WRITTEN REQUEST>
Render every line of the records below as a JSON list of strings, one string per line, omitting blank lines and leaving out the pictures.

..............................

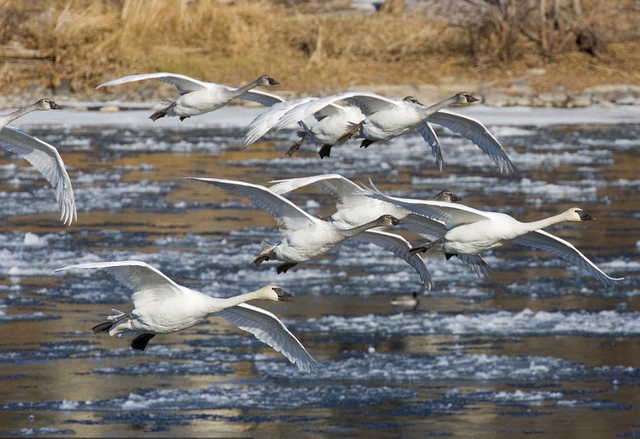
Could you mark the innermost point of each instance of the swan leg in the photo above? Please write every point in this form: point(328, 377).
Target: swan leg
point(349, 134)
point(140, 342)
point(283, 268)
point(325, 151)
point(296, 146)
point(366, 142)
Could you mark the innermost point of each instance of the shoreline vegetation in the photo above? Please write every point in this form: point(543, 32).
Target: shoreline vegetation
point(560, 53)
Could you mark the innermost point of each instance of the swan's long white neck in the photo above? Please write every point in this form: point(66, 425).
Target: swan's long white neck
point(428, 111)
point(236, 300)
point(541, 224)
point(246, 88)
point(7, 119)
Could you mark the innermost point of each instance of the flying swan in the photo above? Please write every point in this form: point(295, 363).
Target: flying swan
point(305, 237)
point(354, 208)
point(388, 118)
point(471, 231)
point(161, 306)
point(42, 156)
point(199, 97)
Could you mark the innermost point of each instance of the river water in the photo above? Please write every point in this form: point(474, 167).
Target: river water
point(537, 350)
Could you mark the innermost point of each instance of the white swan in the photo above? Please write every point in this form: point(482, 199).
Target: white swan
point(42, 156)
point(355, 208)
point(333, 120)
point(388, 118)
point(305, 237)
point(199, 97)
point(161, 306)
point(472, 231)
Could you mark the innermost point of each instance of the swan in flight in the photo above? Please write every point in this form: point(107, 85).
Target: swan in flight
point(388, 118)
point(332, 122)
point(471, 231)
point(305, 237)
point(42, 156)
point(355, 208)
point(161, 306)
point(199, 97)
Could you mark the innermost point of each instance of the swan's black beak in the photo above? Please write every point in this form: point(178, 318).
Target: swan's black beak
point(584, 216)
point(283, 296)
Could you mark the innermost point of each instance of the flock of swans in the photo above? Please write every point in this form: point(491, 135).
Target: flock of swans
point(161, 306)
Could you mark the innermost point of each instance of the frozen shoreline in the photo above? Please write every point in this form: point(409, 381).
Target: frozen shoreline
point(240, 117)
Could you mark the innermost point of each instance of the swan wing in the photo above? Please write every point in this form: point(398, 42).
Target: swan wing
point(267, 328)
point(451, 214)
point(475, 131)
point(400, 247)
point(261, 97)
point(262, 124)
point(46, 159)
point(546, 241)
point(287, 215)
point(429, 135)
point(365, 101)
point(148, 283)
point(183, 83)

..............................

ANSWER TO THIS PROBLEM>
[
  "Could you mark the innermost point of each instance of the swan leg in the photo above? Please write every point in this form: point(328, 377).",
  "Target: swan leg",
  "point(349, 134)",
  "point(140, 342)",
  "point(283, 268)",
  "point(325, 151)",
  "point(296, 146)",
  "point(366, 142)",
  "Could you mark the innermost point of each instance of the shoreline vegetation in the photo above? Please write every point in this form: point(543, 32).",
  "Target: shoreline vegetation",
  "point(560, 53)",
  "Could you mark the innermost point of each instance of the swan's long white neck in the photo above? Please write every point in this form: point(66, 425).",
  "Target: swan's long white neck",
  "point(428, 111)",
  "point(236, 300)",
  "point(541, 224)",
  "point(246, 88)",
  "point(7, 119)",
  "Could you mark the innermost point of each instance of the flying swan in the photo above? Please write every point in this form: point(295, 363).",
  "Target: flying swan",
  "point(305, 237)",
  "point(354, 208)",
  "point(388, 118)",
  "point(471, 231)",
  "point(161, 306)",
  "point(42, 156)",
  "point(199, 97)",
  "Could you mark the innermost point of each instance of the river water in the photo above? Please write every point in this form: point(474, 167).",
  "Target: river water",
  "point(537, 350)",
  "Could you mark the innermost point of each instance of the white swan in the photo above? Please write every point in this form: point(482, 199).",
  "Target: white swan",
  "point(42, 156)",
  "point(355, 208)",
  "point(333, 120)",
  "point(388, 118)",
  "point(305, 237)",
  "point(199, 97)",
  "point(161, 306)",
  "point(472, 231)",
  "Could you mark the innermost point of each instance of the swan in flight in the photo above? Please write every point in this form: point(107, 85).",
  "Target: swan in flight",
  "point(388, 118)",
  "point(332, 122)",
  "point(471, 231)",
  "point(305, 237)",
  "point(42, 156)",
  "point(355, 208)",
  "point(161, 306)",
  "point(199, 97)",
  "Could you mark the innermost point of each instance of the swan's black beak in the photo above? Please write every point in this form: point(178, 318).",
  "Target: swan's black beak",
  "point(584, 216)",
  "point(283, 296)",
  "Could you mark the innermost point of each instance of the flock of swans in the photo above? Please write every point in this form: point(491, 135).",
  "Target: flock of swans",
  "point(161, 306)",
  "Could you mark the innermost point of each instance of the frozen shoreline in the photo above? Please write every point in this form: point(409, 381).",
  "Target: frozen shoreline",
  "point(240, 117)",
  "Could you mark the innermost point of each instance of the swan wing in the photo above? Please write every point in this form: point(398, 42).",
  "Target: swan wing",
  "point(267, 328)",
  "point(451, 214)",
  "point(475, 131)",
  "point(400, 247)",
  "point(261, 97)",
  "point(262, 124)",
  "point(46, 159)",
  "point(546, 241)",
  "point(287, 215)",
  "point(429, 135)",
  "point(365, 101)",
  "point(148, 283)",
  "point(183, 83)"
]